#### Task
Repeat every record exactly as written.

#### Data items
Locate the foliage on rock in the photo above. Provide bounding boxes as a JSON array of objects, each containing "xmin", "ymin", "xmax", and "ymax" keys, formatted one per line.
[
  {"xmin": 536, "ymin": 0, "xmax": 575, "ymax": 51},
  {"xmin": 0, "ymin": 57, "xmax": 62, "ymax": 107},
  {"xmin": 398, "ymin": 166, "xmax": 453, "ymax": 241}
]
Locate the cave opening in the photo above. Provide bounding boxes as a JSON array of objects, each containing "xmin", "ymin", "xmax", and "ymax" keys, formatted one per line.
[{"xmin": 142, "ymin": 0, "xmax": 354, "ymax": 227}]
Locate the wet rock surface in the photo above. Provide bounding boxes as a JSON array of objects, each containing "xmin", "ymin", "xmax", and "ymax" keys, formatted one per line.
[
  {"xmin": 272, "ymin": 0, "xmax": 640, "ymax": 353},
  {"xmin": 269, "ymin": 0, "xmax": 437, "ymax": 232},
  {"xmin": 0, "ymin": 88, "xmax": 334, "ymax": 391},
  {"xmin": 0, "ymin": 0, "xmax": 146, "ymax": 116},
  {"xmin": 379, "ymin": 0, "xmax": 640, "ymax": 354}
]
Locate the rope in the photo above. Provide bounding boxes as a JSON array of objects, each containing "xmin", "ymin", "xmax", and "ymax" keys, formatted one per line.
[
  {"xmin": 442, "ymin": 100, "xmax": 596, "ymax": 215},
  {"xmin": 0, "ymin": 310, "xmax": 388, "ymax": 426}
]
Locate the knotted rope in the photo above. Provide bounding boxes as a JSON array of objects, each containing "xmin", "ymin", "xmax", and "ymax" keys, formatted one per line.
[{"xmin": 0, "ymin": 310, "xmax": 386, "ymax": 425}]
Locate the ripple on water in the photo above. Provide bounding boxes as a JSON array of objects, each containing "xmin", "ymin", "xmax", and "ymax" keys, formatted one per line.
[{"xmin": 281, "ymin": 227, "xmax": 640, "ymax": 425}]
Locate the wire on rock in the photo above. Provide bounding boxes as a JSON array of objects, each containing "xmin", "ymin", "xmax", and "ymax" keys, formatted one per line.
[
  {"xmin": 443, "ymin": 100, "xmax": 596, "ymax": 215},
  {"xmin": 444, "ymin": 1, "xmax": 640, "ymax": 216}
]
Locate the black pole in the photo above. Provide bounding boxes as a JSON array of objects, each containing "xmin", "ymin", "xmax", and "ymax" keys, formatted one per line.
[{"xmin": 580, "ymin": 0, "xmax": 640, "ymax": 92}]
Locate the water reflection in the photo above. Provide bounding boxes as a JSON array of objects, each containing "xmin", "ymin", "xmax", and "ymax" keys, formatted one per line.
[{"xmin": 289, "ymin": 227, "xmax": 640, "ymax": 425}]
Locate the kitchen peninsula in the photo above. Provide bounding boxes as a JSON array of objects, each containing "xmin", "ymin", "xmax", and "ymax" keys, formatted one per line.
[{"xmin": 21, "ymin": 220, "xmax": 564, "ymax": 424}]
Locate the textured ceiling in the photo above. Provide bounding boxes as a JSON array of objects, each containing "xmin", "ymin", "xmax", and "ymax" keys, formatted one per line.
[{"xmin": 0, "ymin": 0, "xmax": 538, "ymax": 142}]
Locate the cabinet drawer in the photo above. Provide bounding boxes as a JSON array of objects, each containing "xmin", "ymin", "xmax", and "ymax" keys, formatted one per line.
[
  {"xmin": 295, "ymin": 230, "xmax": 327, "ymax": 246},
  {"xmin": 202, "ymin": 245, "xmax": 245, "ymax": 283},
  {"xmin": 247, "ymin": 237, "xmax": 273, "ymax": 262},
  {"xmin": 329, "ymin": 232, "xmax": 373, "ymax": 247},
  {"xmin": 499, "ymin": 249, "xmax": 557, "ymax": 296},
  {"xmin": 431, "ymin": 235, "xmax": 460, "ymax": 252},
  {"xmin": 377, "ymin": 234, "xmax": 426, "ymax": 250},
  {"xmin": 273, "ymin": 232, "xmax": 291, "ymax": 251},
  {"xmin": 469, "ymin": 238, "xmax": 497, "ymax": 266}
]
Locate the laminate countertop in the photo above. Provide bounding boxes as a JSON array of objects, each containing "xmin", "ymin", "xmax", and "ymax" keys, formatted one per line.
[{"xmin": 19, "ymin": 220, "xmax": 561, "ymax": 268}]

#### Task answer
Locate the foliage on rock in the photo above. Provide bounding boxes as a JSON array of objects, each containing "xmin", "ymin", "xmax", and "ymax" keys, formatted one per line.
[
  {"xmin": 536, "ymin": 0, "xmax": 575, "ymax": 51},
  {"xmin": 0, "ymin": 57, "xmax": 62, "ymax": 107},
  {"xmin": 398, "ymin": 166, "xmax": 453, "ymax": 241}
]
Locate the cave opening in the photo above. Provide bounding boxes as a JSON array of objects, each containing "xmin", "ymin", "xmax", and "ymax" keys, formatted one per line.
[{"xmin": 142, "ymin": 0, "xmax": 354, "ymax": 227}]
Locate the wet rock surface in the photo above. Provide bounding boxes as a JSON array of objects, each containing "xmin", "ymin", "xmax", and "ymax" keys, formatted one per line.
[
  {"xmin": 272, "ymin": 0, "xmax": 640, "ymax": 353},
  {"xmin": 269, "ymin": 0, "xmax": 437, "ymax": 232},
  {"xmin": 0, "ymin": 88, "xmax": 334, "ymax": 391},
  {"xmin": 0, "ymin": 0, "xmax": 146, "ymax": 116},
  {"xmin": 379, "ymin": 0, "xmax": 640, "ymax": 354}
]
Locate the rope in the photo above. Provide bounding boxes as a JSON array of objects, each containing "xmin", "ymin", "xmax", and "ymax" keys, formatted one per line.
[
  {"xmin": 442, "ymin": 100, "xmax": 596, "ymax": 215},
  {"xmin": 0, "ymin": 310, "xmax": 388, "ymax": 426}
]
Locate the knotted rope in the photo above. Provide bounding boxes as a JSON array of objects, each containing "xmin", "ymin", "xmax", and "ymax" keys, formatted one per line.
[{"xmin": 0, "ymin": 310, "xmax": 386, "ymax": 425}]
Locate the ripple on water in the photo above. Provide bounding boxes as a JSON array of objects, each containing "xmin", "ymin", "xmax", and "ymax" keys, formatted one per line.
[{"xmin": 281, "ymin": 227, "xmax": 640, "ymax": 425}]
Locate the wire on rock in the photo above. Provide bounding boxes as a JSON array of objects, each containing "xmin", "ymin", "xmax", and "ymax" keys, formatted one per line.
[
  {"xmin": 443, "ymin": 100, "xmax": 596, "ymax": 215},
  {"xmin": 444, "ymin": 1, "xmax": 640, "ymax": 216}
]
Locate the black pole in the photo above. Provide bounding boxes as a JSON array of objects, each containing "xmin", "ymin", "xmax", and "ymax" keys, formatted one per line.
[{"xmin": 580, "ymin": 0, "xmax": 640, "ymax": 92}]
Locate the water reflection in the photo above. Provide bounding boxes as a JSON array of objects, each containing "xmin", "ymin", "xmax", and "ymax" keys, formatted one per line.
[{"xmin": 289, "ymin": 227, "xmax": 640, "ymax": 425}]
Locate the kitchen peninsula in the photo above. Provide bounding boxes as a JSON array of objects, each containing "xmin", "ymin", "xmax", and "ymax" keys, formatted one per line.
[{"xmin": 21, "ymin": 220, "xmax": 564, "ymax": 424}]
Locate the textured ceiling in the photo above. Provide bounding boxes as a JSON array of objects, each containing "xmin", "ymin", "xmax", and "ymax" keys, formatted one per line.
[{"xmin": 0, "ymin": 0, "xmax": 538, "ymax": 142}]
Locate the cabinet drawer in the photo above. Provide bounding boxes as a JSON array of objects, each containing "xmin", "ymin", "xmax", and "ymax" keys, formatted one per line.
[
  {"xmin": 295, "ymin": 230, "xmax": 327, "ymax": 246},
  {"xmin": 202, "ymin": 245, "xmax": 245, "ymax": 283},
  {"xmin": 247, "ymin": 237, "xmax": 273, "ymax": 262},
  {"xmin": 329, "ymin": 232, "xmax": 373, "ymax": 247},
  {"xmin": 499, "ymin": 249, "xmax": 557, "ymax": 296},
  {"xmin": 431, "ymin": 235, "xmax": 460, "ymax": 252},
  {"xmin": 377, "ymin": 234, "xmax": 426, "ymax": 250},
  {"xmin": 273, "ymin": 232, "xmax": 291, "ymax": 251},
  {"xmin": 469, "ymin": 238, "xmax": 497, "ymax": 266}
]
Locate the laminate countertop in the photo above. Provide bounding boxes as a JSON array of objects, each containing "xmin", "ymin", "xmax", and "ymax" keys, formatted one per line.
[{"xmin": 19, "ymin": 220, "xmax": 561, "ymax": 268}]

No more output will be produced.